Which lines contain the string "item"? List each of them in full.

+---+

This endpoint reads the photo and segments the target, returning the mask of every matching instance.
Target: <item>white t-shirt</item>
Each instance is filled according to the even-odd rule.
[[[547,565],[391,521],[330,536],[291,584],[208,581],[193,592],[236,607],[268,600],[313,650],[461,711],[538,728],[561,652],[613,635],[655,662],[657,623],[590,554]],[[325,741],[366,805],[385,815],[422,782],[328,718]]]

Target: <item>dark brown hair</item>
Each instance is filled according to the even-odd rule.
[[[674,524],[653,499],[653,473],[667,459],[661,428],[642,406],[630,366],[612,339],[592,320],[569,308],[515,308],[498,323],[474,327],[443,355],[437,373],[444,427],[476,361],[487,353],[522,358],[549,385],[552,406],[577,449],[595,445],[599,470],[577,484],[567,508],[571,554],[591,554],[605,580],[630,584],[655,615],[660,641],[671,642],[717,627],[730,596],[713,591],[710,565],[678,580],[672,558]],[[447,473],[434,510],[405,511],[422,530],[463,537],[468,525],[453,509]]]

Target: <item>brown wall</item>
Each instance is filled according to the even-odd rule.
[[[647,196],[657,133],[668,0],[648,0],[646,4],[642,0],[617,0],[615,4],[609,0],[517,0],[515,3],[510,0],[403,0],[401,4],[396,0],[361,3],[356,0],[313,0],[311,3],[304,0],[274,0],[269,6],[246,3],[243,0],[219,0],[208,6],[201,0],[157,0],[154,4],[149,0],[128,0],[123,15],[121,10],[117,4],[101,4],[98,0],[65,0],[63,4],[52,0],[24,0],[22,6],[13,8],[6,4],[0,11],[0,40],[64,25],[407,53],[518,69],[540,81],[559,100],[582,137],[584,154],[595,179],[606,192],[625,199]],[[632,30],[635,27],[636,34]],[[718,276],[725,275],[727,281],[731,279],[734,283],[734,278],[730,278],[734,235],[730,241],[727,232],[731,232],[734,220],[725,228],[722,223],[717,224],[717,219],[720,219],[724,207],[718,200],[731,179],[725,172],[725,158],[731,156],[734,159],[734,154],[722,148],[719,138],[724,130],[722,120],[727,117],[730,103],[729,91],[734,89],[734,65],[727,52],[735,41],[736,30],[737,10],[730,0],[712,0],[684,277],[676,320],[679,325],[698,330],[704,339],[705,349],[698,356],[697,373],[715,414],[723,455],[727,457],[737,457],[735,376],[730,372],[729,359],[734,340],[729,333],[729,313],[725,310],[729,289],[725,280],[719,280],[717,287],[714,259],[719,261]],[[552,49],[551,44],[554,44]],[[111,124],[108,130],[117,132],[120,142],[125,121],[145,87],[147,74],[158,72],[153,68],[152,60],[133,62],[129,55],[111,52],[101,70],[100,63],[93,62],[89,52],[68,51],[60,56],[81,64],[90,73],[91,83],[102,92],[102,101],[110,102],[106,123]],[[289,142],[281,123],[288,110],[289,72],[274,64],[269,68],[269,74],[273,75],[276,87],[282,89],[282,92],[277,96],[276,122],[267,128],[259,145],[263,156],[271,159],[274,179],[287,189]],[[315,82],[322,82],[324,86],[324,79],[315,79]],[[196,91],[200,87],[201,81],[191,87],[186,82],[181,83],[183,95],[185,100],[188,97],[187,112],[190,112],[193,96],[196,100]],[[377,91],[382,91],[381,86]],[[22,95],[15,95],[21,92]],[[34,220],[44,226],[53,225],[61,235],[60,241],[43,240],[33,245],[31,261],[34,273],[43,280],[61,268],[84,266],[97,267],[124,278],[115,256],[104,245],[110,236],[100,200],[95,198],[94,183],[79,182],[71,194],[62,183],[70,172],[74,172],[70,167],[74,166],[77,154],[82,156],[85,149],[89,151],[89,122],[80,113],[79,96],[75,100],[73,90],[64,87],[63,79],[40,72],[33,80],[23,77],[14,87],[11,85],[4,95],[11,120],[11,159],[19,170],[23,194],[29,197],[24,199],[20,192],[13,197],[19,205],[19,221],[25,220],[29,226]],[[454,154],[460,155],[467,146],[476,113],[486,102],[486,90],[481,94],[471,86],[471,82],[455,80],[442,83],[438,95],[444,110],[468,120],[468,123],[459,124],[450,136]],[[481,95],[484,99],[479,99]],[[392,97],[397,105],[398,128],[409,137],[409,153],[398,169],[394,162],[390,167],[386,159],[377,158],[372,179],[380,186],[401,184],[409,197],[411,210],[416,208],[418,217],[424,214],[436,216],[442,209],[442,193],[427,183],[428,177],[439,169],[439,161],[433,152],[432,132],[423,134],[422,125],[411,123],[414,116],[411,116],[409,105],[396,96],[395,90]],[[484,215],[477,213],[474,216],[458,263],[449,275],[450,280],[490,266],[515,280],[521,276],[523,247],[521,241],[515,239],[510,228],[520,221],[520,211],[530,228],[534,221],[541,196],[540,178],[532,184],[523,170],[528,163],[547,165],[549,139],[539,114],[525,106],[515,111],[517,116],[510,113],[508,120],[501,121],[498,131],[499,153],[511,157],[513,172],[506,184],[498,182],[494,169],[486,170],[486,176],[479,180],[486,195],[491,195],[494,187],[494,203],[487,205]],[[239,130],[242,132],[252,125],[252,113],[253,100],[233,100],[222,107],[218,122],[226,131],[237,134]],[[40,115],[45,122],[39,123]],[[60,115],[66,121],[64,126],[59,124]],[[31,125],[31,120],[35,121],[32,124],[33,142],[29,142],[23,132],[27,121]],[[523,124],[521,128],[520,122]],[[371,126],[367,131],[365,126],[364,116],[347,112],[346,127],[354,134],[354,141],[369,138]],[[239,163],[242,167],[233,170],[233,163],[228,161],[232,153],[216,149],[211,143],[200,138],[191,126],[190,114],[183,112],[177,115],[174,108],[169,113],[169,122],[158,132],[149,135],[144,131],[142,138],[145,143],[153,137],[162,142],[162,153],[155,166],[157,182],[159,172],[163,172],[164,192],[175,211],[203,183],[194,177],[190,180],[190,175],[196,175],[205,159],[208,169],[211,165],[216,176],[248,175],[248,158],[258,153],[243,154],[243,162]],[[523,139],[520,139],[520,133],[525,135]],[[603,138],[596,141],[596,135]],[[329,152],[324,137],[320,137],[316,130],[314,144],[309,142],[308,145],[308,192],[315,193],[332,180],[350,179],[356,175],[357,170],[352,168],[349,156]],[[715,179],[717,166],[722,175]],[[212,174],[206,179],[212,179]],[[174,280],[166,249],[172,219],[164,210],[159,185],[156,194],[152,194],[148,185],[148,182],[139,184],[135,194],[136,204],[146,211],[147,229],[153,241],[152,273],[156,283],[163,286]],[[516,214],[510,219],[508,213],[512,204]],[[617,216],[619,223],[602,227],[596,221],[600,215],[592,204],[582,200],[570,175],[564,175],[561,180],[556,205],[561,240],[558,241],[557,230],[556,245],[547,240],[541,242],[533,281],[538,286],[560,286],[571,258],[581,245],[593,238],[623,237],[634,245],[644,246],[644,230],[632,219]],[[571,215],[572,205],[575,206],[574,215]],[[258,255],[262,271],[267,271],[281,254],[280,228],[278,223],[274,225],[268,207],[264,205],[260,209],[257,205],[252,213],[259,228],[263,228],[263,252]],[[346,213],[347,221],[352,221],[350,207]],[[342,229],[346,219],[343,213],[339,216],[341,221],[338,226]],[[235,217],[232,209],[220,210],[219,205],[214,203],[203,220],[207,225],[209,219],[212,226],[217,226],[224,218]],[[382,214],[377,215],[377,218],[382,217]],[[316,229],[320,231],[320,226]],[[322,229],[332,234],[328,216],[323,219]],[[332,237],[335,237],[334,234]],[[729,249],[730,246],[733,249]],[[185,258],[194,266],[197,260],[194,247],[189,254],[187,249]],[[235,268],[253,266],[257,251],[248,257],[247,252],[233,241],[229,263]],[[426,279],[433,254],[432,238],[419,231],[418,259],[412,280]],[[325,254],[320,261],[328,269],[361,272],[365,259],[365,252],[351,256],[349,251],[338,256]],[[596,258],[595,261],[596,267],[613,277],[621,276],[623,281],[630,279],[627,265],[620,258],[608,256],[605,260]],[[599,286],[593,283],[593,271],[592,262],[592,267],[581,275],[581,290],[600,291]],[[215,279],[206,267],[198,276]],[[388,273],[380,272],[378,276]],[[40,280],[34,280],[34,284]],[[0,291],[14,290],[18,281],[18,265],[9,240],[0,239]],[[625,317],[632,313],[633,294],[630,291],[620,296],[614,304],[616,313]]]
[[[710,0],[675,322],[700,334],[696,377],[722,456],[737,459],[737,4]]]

+---+

Answer to the problem
Target: <item>white t-shirt</item>
Target: <item>dark brown hair</item>
Target: <item>brown wall</item>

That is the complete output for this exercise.